2023 SAFF Women's International Friendly Tournament

Tournament details
- Host country: Saudi Arabia
- City: Khobar
- Dates: 11–19 January
- Teams: 4 (from 2 confederations)
- Venue: 1 (in 1 host city)

Final positions
- Champions: Saudi Arabia (1st title)
- Runners-up: Pakistan
- Third place: Mauritius
- Fourth place: Comoros

Tournament statistics
- Matches played: 6
- Goals scored: 12 (2 per match)
- Top scorer(s): Anlaouia Hadhirami Ali (2 Goals)
- Best player: Maria Khan
- Best goalkeeper: Sara Khalid

= 2023 SAFF Women's International Friendly Tournament (Khobar) =

The 2023 SAFF Women's International Friendly Tournament was the first edition of the SAFF Women's International Friendly Tournament, an invitational women's football tournament held in Saudi Arabia from 11 to 19 January 2023. It consisted of a single match round-robin tournament. It featured four teams, Namely Comoros, Mauritius, Pakistan and hosts Saudi Arabia.
═══
Task set:
1. In the tournament summary, who was named best goalkeeper?
2. Return the part of the tournament summary starting with "- Top scorer(s): Anlaouia" and going on through "hosts Saudi Arabia.", copied word for word.
3. Name every team that played in the tournament, according to the tournament summary.
═══
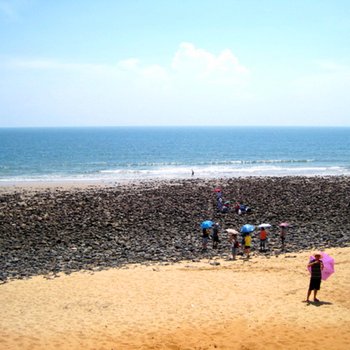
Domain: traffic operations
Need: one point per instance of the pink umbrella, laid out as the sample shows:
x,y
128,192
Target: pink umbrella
x,y
328,265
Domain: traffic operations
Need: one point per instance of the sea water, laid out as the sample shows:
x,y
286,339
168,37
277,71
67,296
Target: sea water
x,y
139,153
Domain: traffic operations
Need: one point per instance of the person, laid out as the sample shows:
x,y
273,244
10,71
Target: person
x,y
316,265
220,204
283,234
234,245
215,236
247,244
237,208
205,238
263,238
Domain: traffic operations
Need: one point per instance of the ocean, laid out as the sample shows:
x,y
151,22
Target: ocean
x,y
112,154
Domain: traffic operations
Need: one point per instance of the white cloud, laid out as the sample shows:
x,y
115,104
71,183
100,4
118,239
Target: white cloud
x,y
193,84
203,65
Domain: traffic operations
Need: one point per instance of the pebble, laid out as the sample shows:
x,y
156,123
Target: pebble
x,y
50,231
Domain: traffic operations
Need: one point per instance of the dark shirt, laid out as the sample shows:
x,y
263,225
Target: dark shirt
x,y
316,269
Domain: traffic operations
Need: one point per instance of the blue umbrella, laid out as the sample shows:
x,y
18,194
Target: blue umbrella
x,y
247,228
207,224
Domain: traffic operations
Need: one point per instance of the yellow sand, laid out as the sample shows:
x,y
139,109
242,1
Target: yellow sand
x,y
235,305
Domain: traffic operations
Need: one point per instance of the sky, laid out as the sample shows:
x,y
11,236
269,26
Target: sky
x,y
176,62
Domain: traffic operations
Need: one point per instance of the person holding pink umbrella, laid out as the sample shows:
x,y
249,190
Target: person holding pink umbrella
x,y
283,233
316,266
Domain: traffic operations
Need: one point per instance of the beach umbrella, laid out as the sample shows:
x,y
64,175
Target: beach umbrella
x,y
247,228
232,231
264,226
328,265
207,224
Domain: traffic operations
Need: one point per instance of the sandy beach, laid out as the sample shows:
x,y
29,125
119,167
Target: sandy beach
x,y
241,304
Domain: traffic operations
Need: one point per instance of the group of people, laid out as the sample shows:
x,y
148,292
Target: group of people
x,y
246,242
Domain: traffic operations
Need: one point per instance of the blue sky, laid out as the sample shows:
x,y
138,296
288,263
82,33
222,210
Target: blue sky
x,y
152,62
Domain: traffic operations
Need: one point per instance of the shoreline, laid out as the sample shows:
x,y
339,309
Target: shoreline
x,y
85,184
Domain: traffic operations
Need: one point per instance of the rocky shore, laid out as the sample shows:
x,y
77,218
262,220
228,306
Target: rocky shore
x,y
49,231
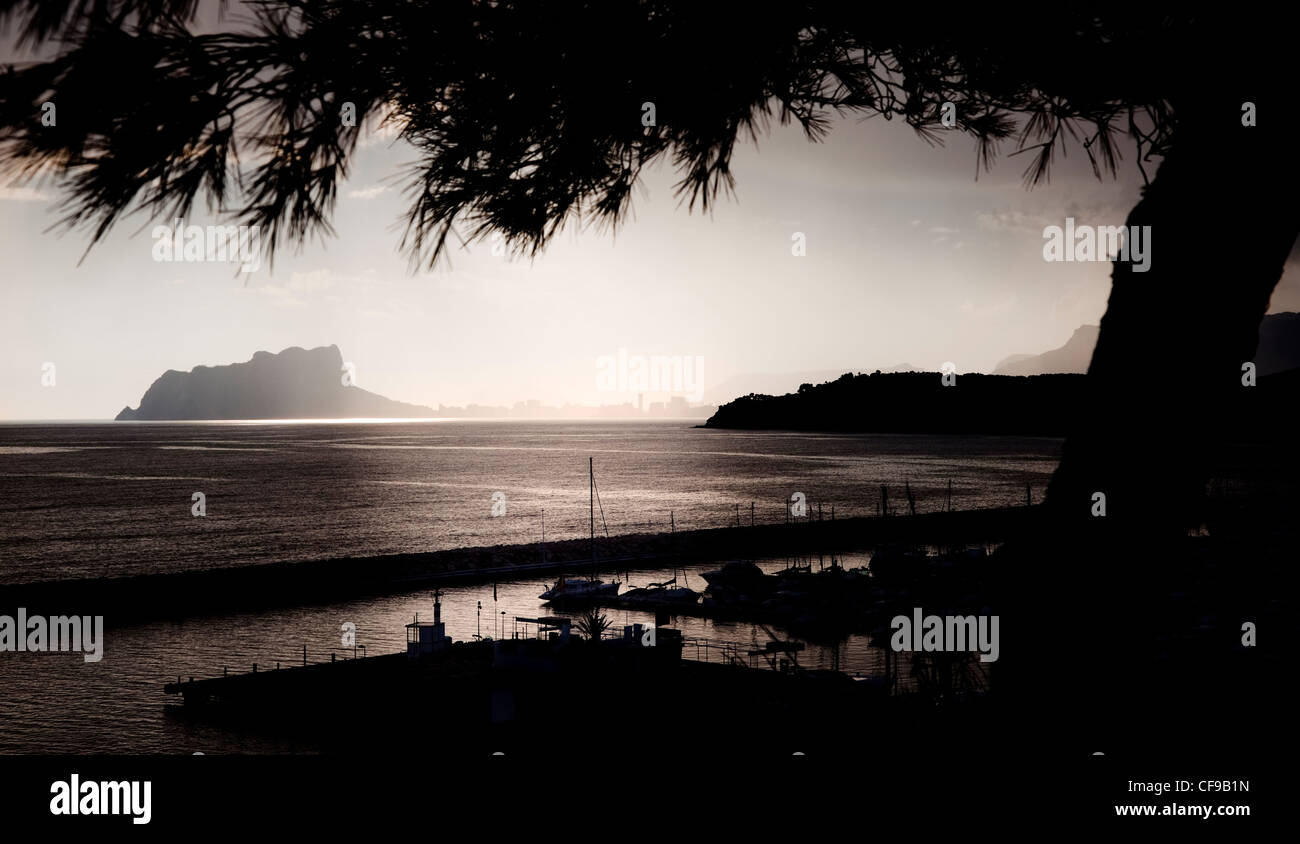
═══
Task responses:
1. Sara Khalid

2.
- Top scorer(s): Anlaouia Hadhirami Ali (2 Goals)
- Best player: Maria Khan
- Best goalkeeper: Sara Khalid

= 2023 SAFF Women's International Friendly Tournament (Khobar) =

The 2023 SAFF Women's International Friendly Tournament was the first edition of the SAFF Women's International Friendly Tournament, an invitational women's football tournament held in Saudi Arabia from 11 to 19 January 2023. It consisted of a single match round-robin tournament. It featured four teams, Namely Comoros, Mauritius, Pakistan and hosts Saudi Arabia.

3. Comoros, Mauritius, Pakistan, Saudi Arabia